# PROBLEM REQUIREMENTS
Could you repeat the course description from "The course is" up to and including "after midterm exams.", substituting "mid-semester exams" for "midterm exams"?

# PAGE EXTRACT
########
The course is mainly geared towards making students understand and appreciate the idea of probability and randomization in the field of computing. At the end of the course, the student will be:

- confident of reading and understanding any probability related idea in computer science.
- able to think on the lines of solving a problem with randomization techniques, which are otherwise hard to solve the deterministic way.
- able to appreciate the basic ideas in probability such as distributions, bounds, inequalities and their applications.
- to a good extent able to independently read and understand the technical details in a research paper that uses probability ideas to solve questions related to computer science.

Items 1 to 16 will be covered before midterm exams.

Items 17 to 31 will be covered after midterm exams.

Items 32, 33 and invited lectures are all independent sessions that will be covered if time permits. The instructor may cover these items any time during the semester.
########
# DATA
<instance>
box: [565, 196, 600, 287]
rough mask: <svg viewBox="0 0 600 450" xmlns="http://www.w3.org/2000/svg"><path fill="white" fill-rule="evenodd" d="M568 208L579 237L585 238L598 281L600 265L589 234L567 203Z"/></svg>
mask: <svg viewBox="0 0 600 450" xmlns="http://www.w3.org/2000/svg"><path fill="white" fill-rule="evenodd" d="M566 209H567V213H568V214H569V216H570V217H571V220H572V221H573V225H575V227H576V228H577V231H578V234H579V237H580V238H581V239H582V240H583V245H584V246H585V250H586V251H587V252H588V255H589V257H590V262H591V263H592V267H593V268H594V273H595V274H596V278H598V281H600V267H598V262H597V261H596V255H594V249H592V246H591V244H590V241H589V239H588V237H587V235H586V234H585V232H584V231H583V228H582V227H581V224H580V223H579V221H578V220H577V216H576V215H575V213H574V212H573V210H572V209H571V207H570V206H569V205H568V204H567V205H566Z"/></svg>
########
# ANSWER FOR THE TASK
The course is mainly geared towards making students understand and appreciate the idea of probability and randomization in the field of computing. At the end of the course, the student will be:

- confident of reading and understanding any probability related idea in computer science.
- able to think on the lines of solving a problem with randomization techniques, which are otherwise hard to solve the deterministic way.
- able to appreciate the basic ideas in probability such as distributions, bounds, inequalities and their applications.
- to a good extent able to independently read and understand the technical details in a research paper that uses probability ideas to solve questions related to computer science.

Items 1 to 16 will be covered before mid-semester exams.

Items 17 to 31 will be covered after mid-semester exams.